WHAT IS NEEDED →
Below are entries. Copy exactly the lines running from the line that holds "Find the meadow" to the line that holds "Find the dramatic", with both ends included.
[RECORD SET — start]
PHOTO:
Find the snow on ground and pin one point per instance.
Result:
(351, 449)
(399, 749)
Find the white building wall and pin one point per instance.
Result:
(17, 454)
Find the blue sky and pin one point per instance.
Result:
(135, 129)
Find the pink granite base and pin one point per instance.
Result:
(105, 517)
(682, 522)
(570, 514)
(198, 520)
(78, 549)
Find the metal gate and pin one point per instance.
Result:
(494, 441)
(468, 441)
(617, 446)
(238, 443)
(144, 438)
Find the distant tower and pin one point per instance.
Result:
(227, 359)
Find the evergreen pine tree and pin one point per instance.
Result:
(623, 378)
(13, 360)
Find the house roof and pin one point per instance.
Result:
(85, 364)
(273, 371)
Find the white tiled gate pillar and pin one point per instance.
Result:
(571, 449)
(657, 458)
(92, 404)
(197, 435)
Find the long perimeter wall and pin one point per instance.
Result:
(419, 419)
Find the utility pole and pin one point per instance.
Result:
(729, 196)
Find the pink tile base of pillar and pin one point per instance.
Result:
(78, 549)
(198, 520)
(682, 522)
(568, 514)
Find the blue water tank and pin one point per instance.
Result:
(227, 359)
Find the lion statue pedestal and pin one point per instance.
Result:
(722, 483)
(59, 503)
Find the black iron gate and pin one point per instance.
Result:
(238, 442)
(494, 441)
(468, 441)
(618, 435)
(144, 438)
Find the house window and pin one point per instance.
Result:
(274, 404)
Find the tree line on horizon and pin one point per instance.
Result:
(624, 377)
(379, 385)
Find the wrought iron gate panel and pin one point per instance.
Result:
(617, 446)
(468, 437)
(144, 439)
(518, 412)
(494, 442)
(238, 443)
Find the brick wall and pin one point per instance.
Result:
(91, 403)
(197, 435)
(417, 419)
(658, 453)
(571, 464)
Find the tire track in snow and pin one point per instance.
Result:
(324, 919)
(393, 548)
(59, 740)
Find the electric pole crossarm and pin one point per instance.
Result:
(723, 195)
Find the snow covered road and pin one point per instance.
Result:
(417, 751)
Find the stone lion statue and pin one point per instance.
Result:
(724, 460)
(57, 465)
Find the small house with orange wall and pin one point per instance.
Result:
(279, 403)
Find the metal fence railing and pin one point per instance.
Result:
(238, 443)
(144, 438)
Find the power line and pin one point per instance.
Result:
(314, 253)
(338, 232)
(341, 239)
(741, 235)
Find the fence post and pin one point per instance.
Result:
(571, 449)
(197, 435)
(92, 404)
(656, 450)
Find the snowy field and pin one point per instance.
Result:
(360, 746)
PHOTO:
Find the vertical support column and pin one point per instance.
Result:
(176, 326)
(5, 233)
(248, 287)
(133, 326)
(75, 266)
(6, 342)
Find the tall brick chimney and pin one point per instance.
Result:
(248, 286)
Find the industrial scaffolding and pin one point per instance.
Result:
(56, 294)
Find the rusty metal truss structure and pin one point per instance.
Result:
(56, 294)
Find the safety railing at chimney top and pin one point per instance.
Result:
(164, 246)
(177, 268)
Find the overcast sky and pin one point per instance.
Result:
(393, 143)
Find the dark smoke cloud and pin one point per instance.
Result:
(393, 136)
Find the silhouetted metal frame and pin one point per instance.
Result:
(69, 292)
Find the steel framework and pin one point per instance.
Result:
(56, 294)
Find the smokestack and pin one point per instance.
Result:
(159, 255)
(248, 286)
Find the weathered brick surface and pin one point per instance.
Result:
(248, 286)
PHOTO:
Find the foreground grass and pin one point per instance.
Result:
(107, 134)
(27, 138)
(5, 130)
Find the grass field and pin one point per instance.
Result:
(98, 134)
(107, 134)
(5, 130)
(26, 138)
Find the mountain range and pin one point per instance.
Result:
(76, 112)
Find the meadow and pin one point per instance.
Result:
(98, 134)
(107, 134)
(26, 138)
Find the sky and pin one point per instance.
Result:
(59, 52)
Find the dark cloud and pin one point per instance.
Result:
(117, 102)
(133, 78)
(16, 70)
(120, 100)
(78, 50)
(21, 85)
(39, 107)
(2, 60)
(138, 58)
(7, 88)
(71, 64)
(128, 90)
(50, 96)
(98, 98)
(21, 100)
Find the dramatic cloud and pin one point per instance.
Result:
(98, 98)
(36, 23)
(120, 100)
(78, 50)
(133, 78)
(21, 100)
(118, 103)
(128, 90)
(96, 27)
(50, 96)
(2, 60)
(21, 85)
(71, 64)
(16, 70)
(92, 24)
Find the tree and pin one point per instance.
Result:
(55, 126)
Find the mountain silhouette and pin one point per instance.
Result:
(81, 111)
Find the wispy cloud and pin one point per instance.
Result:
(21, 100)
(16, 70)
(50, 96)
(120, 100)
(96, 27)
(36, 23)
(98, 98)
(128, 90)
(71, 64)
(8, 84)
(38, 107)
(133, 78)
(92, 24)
[RECORD SET — finish]
ANSWER SPACE →
Find the meadow and pin one point per instance.
Result:
(98, 134)
(107, 134)
(26, 138)
Find the sky and pin one point per instance.
Result:
(59, 52)
Find the dark cloud and pin one point per instance.
Result:
(117, 102)
(133, 78)
(16, 70)
(120, 100)
(78, 50)
(21, 85)
(39, 107)
(2, 60)
(138, 58)
(7, 88)
(71, 64)
(128, 90)
(50, 96)
(98, 98)
(21, 100)
Find the dramatic cloud and pin one point per instance.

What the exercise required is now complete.